• **What the task requires**
Pick out every line of the records below that contains the word "gable", and copy each one in full.

## Begin Extracted entries

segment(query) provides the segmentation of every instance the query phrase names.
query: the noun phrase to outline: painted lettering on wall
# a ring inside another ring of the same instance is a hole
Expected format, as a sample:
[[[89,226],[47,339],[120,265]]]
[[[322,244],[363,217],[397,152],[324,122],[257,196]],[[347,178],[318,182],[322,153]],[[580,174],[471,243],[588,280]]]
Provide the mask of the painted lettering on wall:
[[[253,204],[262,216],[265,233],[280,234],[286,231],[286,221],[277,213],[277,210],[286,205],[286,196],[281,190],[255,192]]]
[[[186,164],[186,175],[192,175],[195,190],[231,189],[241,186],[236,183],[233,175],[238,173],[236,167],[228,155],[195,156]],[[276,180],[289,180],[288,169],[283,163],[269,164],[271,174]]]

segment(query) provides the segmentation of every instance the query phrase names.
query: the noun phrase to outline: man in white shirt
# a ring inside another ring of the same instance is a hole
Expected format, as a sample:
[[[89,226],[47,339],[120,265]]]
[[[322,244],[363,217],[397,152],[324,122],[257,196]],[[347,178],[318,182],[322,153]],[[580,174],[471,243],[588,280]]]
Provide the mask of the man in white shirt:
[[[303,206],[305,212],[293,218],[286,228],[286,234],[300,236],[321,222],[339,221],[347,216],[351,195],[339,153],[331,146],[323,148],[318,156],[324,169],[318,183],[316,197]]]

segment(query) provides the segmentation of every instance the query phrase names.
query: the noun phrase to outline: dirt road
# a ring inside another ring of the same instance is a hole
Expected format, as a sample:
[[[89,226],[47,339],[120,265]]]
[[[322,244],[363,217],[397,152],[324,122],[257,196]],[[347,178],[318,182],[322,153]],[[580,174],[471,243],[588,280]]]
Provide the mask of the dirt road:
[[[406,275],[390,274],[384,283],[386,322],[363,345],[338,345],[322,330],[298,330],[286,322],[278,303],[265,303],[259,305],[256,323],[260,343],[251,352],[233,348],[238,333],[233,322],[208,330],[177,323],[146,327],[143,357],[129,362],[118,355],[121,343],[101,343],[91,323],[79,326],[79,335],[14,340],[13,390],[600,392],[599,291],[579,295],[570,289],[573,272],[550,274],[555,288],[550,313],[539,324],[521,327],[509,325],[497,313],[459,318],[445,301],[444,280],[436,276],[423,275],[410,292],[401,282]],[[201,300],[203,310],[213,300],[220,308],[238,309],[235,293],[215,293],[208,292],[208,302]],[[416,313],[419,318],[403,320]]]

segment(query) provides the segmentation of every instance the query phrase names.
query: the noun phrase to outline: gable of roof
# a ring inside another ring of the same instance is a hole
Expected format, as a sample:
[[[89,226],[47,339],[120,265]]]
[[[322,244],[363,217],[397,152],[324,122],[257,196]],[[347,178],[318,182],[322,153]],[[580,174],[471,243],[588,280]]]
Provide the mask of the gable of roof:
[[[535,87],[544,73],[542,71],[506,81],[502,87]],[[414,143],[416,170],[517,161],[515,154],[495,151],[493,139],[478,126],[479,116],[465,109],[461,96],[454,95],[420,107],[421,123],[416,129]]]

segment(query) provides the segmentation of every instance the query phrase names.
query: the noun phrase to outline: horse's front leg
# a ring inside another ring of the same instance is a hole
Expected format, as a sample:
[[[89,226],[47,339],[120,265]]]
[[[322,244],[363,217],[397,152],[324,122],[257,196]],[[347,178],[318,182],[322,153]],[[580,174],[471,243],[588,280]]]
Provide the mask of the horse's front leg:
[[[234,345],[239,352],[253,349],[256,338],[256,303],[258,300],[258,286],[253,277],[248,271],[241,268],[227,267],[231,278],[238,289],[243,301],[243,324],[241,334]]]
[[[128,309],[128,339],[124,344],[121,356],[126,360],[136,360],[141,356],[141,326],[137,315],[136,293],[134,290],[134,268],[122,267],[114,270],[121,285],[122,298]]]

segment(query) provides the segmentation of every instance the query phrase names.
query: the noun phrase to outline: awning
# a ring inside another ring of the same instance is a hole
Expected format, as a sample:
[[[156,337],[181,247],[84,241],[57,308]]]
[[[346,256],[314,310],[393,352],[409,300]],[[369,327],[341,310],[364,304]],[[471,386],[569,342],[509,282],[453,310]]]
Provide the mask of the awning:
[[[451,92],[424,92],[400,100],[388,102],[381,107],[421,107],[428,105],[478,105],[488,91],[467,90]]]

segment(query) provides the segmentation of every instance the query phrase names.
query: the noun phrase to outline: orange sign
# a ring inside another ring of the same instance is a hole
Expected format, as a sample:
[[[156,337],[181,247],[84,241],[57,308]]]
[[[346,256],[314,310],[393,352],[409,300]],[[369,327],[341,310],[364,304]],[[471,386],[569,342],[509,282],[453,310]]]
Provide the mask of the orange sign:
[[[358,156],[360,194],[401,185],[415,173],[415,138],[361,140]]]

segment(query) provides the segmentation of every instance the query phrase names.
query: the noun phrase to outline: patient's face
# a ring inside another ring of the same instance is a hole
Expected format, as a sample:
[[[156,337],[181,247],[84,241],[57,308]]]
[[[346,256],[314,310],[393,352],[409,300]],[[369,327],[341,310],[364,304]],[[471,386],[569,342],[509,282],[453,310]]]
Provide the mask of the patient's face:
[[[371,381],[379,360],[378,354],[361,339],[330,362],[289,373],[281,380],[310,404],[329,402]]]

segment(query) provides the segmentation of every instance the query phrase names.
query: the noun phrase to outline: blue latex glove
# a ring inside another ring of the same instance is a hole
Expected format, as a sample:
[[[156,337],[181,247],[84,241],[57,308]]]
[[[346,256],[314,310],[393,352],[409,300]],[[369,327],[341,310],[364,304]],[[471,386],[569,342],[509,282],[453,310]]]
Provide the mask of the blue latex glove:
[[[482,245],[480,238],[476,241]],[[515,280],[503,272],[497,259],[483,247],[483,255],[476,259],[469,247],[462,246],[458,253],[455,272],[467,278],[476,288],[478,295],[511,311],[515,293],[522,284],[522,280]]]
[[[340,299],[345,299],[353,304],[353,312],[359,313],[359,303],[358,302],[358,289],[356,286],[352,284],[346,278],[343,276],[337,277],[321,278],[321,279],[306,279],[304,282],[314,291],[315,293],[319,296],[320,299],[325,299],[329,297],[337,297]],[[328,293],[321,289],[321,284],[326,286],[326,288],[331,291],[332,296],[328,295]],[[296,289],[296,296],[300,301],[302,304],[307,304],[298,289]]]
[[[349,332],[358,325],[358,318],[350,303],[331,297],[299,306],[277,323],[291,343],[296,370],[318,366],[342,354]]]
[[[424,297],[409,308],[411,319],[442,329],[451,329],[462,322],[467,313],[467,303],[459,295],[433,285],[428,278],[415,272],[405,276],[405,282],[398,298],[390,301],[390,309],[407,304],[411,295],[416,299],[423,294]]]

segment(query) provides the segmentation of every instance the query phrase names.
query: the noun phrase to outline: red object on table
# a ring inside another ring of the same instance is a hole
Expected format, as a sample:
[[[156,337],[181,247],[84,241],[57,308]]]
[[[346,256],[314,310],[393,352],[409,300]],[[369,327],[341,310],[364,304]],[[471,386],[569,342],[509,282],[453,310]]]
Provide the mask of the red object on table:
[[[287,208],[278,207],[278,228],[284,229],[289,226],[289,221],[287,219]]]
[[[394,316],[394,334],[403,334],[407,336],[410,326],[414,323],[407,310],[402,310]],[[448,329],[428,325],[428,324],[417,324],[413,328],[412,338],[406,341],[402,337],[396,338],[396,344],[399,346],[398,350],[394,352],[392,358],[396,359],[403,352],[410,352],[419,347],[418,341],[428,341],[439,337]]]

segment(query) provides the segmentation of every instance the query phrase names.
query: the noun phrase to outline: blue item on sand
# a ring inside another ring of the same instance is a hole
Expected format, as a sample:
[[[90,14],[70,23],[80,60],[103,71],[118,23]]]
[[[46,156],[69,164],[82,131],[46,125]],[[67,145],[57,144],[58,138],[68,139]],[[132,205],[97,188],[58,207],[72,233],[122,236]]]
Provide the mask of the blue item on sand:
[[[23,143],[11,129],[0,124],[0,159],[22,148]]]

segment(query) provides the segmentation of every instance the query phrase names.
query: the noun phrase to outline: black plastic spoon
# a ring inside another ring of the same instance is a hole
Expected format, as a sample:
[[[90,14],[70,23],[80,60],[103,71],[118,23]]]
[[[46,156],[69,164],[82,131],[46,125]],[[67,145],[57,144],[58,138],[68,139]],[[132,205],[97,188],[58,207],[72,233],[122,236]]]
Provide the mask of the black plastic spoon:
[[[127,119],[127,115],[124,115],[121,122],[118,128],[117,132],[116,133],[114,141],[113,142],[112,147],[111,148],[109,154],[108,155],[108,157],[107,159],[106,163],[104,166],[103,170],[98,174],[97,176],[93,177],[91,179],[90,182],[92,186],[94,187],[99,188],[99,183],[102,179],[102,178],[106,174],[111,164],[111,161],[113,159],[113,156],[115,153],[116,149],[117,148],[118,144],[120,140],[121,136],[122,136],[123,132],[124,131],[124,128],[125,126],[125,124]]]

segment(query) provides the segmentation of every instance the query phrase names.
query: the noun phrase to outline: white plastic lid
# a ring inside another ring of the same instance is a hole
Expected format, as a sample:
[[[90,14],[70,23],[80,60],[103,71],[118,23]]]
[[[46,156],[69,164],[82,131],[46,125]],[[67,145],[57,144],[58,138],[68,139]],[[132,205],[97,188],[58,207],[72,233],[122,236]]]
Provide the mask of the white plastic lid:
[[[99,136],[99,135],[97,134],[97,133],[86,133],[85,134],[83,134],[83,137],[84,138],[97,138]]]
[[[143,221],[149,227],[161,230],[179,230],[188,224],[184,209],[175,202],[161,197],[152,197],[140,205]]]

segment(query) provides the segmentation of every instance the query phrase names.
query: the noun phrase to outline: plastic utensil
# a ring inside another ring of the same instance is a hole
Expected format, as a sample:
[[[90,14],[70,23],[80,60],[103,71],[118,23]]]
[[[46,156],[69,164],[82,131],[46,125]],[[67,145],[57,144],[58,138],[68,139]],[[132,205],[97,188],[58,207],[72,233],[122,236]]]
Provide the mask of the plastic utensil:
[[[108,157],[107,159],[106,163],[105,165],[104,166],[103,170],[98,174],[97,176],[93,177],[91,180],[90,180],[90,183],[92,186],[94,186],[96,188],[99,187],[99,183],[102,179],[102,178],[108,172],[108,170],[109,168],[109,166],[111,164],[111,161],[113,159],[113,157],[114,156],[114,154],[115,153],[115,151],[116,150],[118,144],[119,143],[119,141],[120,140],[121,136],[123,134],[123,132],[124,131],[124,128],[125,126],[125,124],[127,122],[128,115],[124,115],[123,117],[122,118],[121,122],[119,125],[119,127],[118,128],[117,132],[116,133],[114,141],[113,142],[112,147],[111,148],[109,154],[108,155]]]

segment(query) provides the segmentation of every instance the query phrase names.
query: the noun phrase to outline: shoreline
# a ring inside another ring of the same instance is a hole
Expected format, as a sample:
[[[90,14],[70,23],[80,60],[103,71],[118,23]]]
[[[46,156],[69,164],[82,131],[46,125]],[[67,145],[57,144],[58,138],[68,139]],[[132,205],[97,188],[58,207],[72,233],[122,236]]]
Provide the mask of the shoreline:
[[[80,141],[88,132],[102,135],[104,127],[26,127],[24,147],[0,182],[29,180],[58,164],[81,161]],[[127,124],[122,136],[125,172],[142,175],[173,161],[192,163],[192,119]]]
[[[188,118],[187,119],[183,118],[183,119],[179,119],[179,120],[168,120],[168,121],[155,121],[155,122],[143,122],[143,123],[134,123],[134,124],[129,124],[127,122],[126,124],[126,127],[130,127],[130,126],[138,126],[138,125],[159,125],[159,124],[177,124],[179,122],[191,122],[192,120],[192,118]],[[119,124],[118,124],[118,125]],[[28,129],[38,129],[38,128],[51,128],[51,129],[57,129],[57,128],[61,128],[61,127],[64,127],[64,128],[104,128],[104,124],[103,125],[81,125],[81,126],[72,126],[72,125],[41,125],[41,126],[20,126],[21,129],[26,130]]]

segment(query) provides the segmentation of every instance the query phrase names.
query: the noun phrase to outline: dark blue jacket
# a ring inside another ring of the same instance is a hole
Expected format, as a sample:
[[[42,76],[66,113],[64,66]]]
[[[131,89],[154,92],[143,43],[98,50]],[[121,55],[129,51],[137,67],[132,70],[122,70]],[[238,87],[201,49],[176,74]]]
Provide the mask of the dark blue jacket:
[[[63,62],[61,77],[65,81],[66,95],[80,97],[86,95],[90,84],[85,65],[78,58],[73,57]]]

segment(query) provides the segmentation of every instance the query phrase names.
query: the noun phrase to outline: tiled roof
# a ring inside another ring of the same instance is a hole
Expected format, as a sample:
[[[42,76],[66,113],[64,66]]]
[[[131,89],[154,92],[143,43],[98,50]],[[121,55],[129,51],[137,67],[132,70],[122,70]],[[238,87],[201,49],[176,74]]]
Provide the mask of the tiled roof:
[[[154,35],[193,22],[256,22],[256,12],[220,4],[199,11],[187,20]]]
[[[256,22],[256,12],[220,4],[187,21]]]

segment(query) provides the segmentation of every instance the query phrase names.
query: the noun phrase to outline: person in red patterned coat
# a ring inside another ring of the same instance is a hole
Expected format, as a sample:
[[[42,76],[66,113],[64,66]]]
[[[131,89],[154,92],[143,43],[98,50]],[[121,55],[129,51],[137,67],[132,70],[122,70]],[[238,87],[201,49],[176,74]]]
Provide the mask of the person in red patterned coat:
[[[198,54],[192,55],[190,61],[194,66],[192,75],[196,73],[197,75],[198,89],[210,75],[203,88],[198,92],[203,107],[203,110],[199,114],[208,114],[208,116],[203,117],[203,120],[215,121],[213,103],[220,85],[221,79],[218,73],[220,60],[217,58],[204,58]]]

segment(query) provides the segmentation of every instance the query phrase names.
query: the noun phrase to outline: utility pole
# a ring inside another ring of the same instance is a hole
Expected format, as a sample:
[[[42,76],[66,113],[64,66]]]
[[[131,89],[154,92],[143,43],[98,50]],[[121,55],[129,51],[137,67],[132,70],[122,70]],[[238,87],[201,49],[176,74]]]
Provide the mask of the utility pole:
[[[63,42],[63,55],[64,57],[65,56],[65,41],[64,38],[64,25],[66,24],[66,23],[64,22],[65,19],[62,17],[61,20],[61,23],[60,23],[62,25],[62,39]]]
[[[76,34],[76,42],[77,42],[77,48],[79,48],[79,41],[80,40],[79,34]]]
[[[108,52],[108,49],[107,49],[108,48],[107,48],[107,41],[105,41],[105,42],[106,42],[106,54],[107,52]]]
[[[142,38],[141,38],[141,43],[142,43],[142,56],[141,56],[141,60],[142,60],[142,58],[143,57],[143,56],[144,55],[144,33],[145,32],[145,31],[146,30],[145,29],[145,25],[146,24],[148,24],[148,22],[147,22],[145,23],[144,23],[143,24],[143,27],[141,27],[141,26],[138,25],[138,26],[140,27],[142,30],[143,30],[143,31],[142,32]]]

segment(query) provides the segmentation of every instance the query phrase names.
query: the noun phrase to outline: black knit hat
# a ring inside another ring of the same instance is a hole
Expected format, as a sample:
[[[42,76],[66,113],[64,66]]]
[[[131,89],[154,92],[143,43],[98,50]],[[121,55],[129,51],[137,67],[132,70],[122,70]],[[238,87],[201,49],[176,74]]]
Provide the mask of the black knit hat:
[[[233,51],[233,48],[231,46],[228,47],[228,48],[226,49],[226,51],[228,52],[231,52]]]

## End Extracted entries

• **Output of the exercise**
query: the noun phrase to outline: gable of roof
Provide the mask of the gable of roof:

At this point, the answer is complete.